§ Exercise prompt
Could you write out every record below exactly, leaving out any pictures?

§ Supplied records

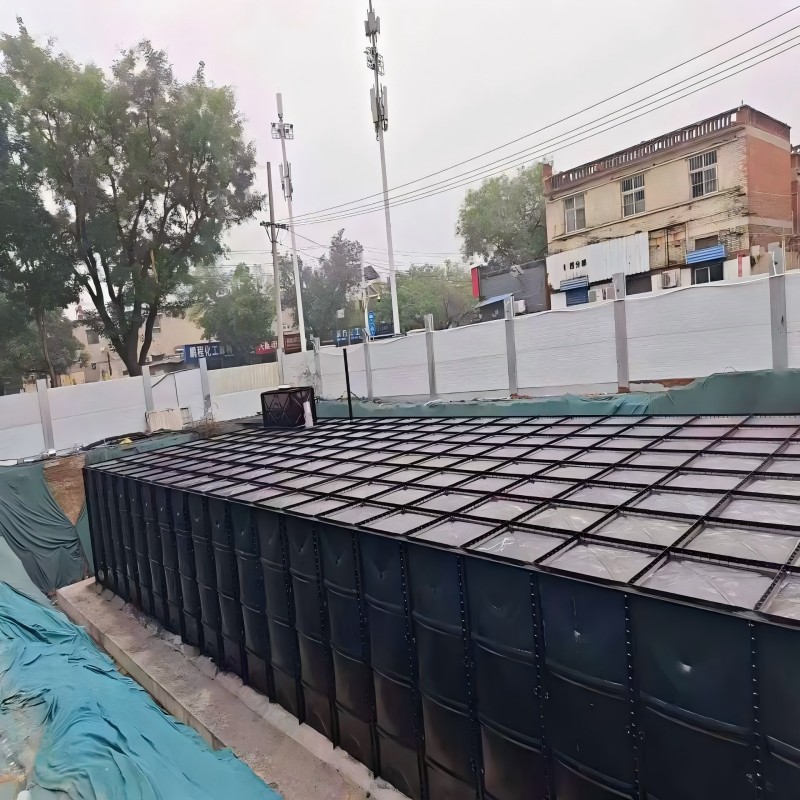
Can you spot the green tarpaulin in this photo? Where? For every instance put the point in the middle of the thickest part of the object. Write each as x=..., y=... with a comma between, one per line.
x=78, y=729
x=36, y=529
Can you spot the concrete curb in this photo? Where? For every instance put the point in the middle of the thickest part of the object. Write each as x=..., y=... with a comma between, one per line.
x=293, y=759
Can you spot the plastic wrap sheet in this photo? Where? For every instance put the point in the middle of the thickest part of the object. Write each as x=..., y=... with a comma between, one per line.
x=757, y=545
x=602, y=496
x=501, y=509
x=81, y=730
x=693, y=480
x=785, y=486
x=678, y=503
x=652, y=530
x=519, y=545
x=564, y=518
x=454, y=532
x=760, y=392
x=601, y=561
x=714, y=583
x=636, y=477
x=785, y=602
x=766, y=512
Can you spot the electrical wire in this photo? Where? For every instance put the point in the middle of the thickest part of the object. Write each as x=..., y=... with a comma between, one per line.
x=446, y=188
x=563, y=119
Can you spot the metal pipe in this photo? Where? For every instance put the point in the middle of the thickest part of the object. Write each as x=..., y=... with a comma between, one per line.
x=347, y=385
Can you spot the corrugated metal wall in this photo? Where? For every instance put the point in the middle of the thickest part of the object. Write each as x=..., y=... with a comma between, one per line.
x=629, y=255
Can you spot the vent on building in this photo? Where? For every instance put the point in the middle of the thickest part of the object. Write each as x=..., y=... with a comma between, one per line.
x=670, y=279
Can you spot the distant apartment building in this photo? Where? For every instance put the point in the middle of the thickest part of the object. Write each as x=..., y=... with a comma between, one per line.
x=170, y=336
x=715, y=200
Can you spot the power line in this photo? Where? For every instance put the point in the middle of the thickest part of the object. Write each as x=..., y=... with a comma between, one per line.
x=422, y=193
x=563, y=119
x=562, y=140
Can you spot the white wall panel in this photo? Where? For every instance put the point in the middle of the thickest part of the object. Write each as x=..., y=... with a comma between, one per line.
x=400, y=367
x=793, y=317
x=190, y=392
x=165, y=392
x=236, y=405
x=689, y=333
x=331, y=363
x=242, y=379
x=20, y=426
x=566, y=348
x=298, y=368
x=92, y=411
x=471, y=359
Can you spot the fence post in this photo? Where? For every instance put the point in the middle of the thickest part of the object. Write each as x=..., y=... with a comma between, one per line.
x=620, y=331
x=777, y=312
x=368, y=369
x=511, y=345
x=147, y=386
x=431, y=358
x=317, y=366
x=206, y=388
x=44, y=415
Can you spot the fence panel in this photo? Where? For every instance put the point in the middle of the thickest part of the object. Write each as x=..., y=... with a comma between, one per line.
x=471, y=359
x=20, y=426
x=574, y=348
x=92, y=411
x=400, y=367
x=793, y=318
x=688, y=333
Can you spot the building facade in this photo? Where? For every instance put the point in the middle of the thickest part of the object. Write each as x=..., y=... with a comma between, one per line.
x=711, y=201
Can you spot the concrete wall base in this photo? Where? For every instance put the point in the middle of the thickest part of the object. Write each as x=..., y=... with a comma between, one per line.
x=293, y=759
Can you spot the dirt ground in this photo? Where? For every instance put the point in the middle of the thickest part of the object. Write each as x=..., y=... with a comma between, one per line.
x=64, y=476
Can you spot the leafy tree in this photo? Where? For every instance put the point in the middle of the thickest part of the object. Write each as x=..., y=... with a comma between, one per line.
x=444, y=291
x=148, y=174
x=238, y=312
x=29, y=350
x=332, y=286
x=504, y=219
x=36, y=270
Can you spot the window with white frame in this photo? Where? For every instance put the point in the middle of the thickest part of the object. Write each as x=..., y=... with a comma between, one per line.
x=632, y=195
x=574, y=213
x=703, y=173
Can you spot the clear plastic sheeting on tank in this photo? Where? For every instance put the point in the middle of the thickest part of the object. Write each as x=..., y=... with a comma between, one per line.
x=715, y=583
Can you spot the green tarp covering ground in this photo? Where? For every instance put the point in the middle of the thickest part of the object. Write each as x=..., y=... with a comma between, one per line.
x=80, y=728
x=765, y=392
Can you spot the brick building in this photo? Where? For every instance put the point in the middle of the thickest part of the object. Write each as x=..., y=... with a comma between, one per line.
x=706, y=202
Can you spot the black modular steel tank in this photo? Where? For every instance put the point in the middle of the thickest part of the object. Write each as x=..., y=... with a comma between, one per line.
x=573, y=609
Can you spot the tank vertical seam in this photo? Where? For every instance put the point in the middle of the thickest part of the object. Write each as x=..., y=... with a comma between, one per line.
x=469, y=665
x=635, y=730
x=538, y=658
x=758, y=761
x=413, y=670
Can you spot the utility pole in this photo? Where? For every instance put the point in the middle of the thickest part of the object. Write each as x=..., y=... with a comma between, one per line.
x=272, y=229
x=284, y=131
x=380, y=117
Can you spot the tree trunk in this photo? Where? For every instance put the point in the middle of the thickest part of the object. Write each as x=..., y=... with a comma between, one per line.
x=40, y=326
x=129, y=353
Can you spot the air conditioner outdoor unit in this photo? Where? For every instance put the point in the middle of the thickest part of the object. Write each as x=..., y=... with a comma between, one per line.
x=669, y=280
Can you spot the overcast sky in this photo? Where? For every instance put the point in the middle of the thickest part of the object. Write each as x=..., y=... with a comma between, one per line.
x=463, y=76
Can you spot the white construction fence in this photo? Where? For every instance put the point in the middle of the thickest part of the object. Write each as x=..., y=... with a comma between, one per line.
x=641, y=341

§ Exercise answer
Can you spot the green tarpaulin in this photo? Where? For every instance put the point in the middle of the thickest part of the object. Write each as x=..., y=... with a comma between, one per line.
x=78, y=729
x=36, y=529
Can you spot the concrete curb in this photo? Where? For every instance put the point in the middle of the thickest part of the object. Write each as x=..., y=... with a comma between, one per line.
x=293, y=759
Can you spot the plastic wrap sheet in this photo? Where? For every instance put the point in the middle of the thickest part of the object. Write each as x=..., y=... with a comma between, one per line.
x=757, y=545
x=602, y=496
x=501, y=509
x=81, y=730
x=693, y=480
x=785, y=486
x=678, y=503
x=652, y=530
x=519, y=545
x=564, y=518
x=454, y=532
x=760, y=392
x=601, y=561
x=714, y=583
x=636, y=477
x=785, y=602
x=766, y=512
Can you spot the electrical wire in this photo? Where? For every instance put the point in the middle of the thickest part of the object. Write each as x=..., y=... with a comma between, one per line.
x=446, y=188
x=563, y=119
Can you spot the metal pipe in this photo? Where? For every instance put the point in the middle of the thickest part of the object. Write each as x=..., y=... with a comma between, one per line.
x=347, y=385
Can you spot the corrugated metal wall in this photo? Where? For every instance put the point in the middle of the thickest part of the object. Write each as x=..., y=... with a comma between, one per line.
x=629, y=255
Can you spot the vent on building in this photo? Where? For every instance put the point in the middle of the thickest part of the object. Write each as x=..., y=... with a comma between, one per line.
x=670, y=279
Can you spot the distant apartment building in this photo? Where? For every instance put the point in the middle of the thickest part of the object. Write each as x=..., y=... with a comma between, one per line.
x=170, y=336
x=715, y=200
Can you spot the power line in this photo? Where? For every instance put the point in the middle of the thickest part of the object. Write each as x=..., y=... with a comma between, one per line.
x=422, y=193
x=563, y=119
x=562, y=140
Can you spot the white wall panel in this photo? Where? For every instance put the point in the middle of the thickest part of the object. Write each as x=..., y=... with a comma between, one per line.
x=400, y=367
x=793, y=317
x=190, y=392
x=165, y=392
x=236, y=405
x=689, y=333
x=331, y=363
x=242, y=379
x=20, y=426
x=566, y=348
x=298, y=368
x=92, y=411
x=471, y=359
Can you spot the fence post in this photo? Where? For every instance put the point in the middle of the thickest part of the object. Write each as x=..., y=... with a comma between, one per line.
x=620, y=331
x=777, y=312
x=368, y=369
x=511, y=345
x=147, y=386
x=431, y=358
x=317, y=366
x=206, y=388
x=44, y=415
Can you spot the fence panel in this photo? Where? For every instance put the point in the middle of the thickest part of the object. Write each as x=..., y=... with a comma between, one per line.
x=471, y=359
x=20, y=426
x=574, y=348
x=92, y=411
x=400, y=367
x=793, y=318
x=688, y=333
Can you spot the building facade in this photo? Where? For every instance put the point in the middle of the thickest part of the object. Write each as x=..., y=... with a comma between, one per line.
x=711, y=201
Can you spot the concrete wall base in this photo? Where? For every instance put the point in the middle of the thickest part of the object. Write each as x=..., y=... with a comma between, one per line.
x=293, y=759
Can you spot the dirt ground in this photo? Where? For every instance put the point in the middle of the thickest part of the object. Write each as x=..., y=... with a comma between, one per line.
x=64, y=476
Can you spot the leafy tree in this photo? Where? For every instance put the point in the middle of the thickest part of the object. Write each as x=..., y=... with a comma between, one per line.
x=444, y=291
x=148, y=174
x=238, y=312
x=29, y=350
x=332, y=286
x=504, y=219
x=36, y=270
Can you spot the window with white frame in this photo? Where? For every instance put the point in the middle of the thickest part of the object. Write each as x=..., y=... with a comma between, one per line.
x=632, y=195
x=574, y=213
x=703, y=173
Can you spot the clear plastic sheeting on tank in this photo? Where? For every instance put the point in the middle of the thickest part of the object. Write each as x=..., y=... with a comma between, one per line.
x=715, y=583
Can you spot the green tarp covering ground in this photo? Where? For every instance put the point in the middle of the thickest part of the object. Write each as x=..., y=... with a comma between, one per line.
x=80, y=728
x=765, y=392
Can you spot the brick building in this photo? Where? For every instance put the point in the middle of the thickest part of the object. Write each as x=..., y=... with a comma between, one per line.
x=706, y=202
Can you spot the black modular steel tank in this photo? Where? For every instance put the point in the middle of the thickest part of the object. Write each as x=..., y=... with a comma between, one per line.
x=573, y=609
Can you spot the tank vertical seam in this photo? Where? For every instance put the point in the middle of the thickest part of the object. Write each as x=..., y=... with a comma between, one per line.
x=469, y=665
x=635, y=730
x=538, y=658
x=758, y=761
x=413, y=670
Can you spot the utility pole in this photo? Where? For every instance put the point in the middle of the thickest part of the object. Write each as x=..., y=... with a comma between, one per line.
x=272, y=229
x=284, y=131
x=380, y=117
Can you spot the tree trunk in this photo? Where? For every instance put the point in the middle of the thickest part of the object. Write each as x=..., y=... with a comma between, one per line.
x=40, y=326
x=129, y=353
Can you spot the air conditioner outdoor unit in this photo? Where? For every instance put the point in the middle of the thickest part of the object. Write each as x=..., y=... with a comma between, one per line.
x=669, y=280
Can you spot the overcast sky in this photo? Where? For every instance put the point in the middle of the thickest part of the object. Write each as x=..., y=... with a comma between, one per line.
x=463, y=76
Can you spot the white construction fence in this photo? Where? For every instance put the point in the middle of the thickest part of the object. Write each as x=..., y=... with a comma between, one per line.
x=641, y=341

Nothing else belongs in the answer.